What the exercise asks: From the listing that follows, extract every line and set it down unaltered.
:: Records for the task
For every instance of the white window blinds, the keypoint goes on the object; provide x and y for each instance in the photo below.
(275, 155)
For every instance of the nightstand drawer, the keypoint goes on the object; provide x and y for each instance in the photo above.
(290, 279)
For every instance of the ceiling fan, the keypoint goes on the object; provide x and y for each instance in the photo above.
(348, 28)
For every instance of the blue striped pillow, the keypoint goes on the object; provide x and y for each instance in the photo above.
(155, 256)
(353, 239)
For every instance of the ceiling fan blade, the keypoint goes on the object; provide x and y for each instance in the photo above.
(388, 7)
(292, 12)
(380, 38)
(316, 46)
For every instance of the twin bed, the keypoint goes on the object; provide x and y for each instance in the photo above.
::::
Reply to the task:
For every instance of the white window blinds, the keypoint goes on the object; provide x and y for each instance in the photo below.
(275, 155)
For every instance of the nightstand drawer, the keypoint goes on the object; provide x and y for each instance in the photo above.
(290, 279)
For every instance of the ceiling fan, the keypoint goes on the object; provide x and y for each instance in the photo above.
(348, 28)
For every instance of the blue striped pillow, the keypoint goes on the object; provide x and y for each instance in the photo above.
(155, 256)
(353, 239)
For every instance of the ceiling fan blade, the keypoint goes on the object; provide x and y for each instance in the photo above.
(388, 7)
(292, 12)
(380, 38)
(316, 46)
For every instance of the twin bed, the keypoint goes on the object; provide x and y for each instance in the photo above.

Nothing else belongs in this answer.